Stored records

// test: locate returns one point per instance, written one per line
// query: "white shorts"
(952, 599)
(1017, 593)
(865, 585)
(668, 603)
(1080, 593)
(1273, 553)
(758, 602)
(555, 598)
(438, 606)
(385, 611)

** THE TASK **
Could you copy out every record above exactly as it appears?

** PROBLEM SOLUTION **
// test: locate returns one point per instance, written one per line
// query: "white shorts"
(952, 599)
(1017, 593)
(865, 585)
(668, 603)
(1080, 593)
(1273, 553)
(758, 602)
(555, 598)
(438, 606)
(385, 611)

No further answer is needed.